> **Exercise instructions**
Reproduce word for word the portion of the Igede Agba festival text starting with "Igede Agba is" and going on through "coming planting season.".

> **Text for analysis**
§ §

- Genre: Festivals
- Location: Benue State
- Country: Nigeria
- Founder: Ogbaji Daniel Ukenya
- People: Igede

= Igede Agba =

Igede Agba is an annual New Yam festival celebrated by the Igede people of Oju and Obi Local Government Areas in Benue State, Nigeria. The festival, celebrated in cycles, takes place on the first “Ihigile market day” of September—recognized in the Igede calendar as the seventh moon, “Oya,” a number imbued with deep spiritual significance. The festival serves as a thanksgiving ceremony to Ohe Oluhye (Sky-God) and Ohe Oleji (Earth-god) for a successful harvest and as a prayer for abundance in the coming planting season.

== Agricultural and seasonal significance ==
Source:

The Igede Agba festival is cornerstone of agriculture life among the Igede people and is deeply rooted in the agrarian lifestyle of the Igede people of Benue State, Nigeria. It serves as an annual thanksgiving to God for a successful and bountiful harvest, particularly of yams, which are the most revered crop in the region. The festival also marks the beginning of a new agricultural cycle, symbolizing the transition from harvest to the next planting season.

§ §

> **Dataset**
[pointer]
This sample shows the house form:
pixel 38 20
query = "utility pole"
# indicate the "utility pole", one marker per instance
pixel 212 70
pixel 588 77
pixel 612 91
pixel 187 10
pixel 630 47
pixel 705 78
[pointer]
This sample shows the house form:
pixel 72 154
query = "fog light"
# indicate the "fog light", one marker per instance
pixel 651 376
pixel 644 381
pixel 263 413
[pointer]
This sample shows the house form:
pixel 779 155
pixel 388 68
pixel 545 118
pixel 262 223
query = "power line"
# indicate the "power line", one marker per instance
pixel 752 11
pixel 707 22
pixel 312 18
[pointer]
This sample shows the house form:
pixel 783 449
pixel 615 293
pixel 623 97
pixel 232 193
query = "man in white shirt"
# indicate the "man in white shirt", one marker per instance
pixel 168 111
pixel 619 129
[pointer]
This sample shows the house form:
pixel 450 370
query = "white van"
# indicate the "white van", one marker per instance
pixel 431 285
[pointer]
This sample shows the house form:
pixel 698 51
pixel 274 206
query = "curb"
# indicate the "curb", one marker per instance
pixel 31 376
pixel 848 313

§ §

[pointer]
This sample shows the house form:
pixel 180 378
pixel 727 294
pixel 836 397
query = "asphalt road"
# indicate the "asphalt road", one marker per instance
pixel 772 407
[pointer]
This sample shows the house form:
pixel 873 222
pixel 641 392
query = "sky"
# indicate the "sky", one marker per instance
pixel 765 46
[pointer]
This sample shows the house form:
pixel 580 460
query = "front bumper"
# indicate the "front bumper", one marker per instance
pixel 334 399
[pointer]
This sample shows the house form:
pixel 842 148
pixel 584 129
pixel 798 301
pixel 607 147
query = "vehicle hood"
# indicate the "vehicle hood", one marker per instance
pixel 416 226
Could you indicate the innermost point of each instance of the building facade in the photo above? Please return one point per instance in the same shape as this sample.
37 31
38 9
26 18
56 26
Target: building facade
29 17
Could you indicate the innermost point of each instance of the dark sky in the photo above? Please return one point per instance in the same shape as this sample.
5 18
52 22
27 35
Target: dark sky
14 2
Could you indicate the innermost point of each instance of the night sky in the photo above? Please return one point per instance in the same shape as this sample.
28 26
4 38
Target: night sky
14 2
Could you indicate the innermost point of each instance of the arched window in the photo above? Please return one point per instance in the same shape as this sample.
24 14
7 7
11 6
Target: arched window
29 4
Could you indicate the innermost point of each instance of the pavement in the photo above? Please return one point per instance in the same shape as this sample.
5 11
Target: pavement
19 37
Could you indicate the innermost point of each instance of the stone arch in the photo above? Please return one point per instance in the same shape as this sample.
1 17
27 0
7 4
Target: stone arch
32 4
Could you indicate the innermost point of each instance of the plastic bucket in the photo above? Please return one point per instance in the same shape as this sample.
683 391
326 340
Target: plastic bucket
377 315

§ §

> **Answer box**
Igede Agba is an annual New Yam festival celebrated by the Igede people of Oju and Obi Local Government Areas in Benue State, Nigeria. The festival, celebrated in cycles, takes place on the first “Ihigile market day” of September—recognized in the Igede calendar as the seventh moon, “Oya,” a number imbued with deep spiritual significance. The festival serves as a thanksgiving ceremony to Ohe Oluhye (Sky-God) and Ohe Oleji (Earth-god) for a successful harvest and as a prayer for abundance in the coming planting season.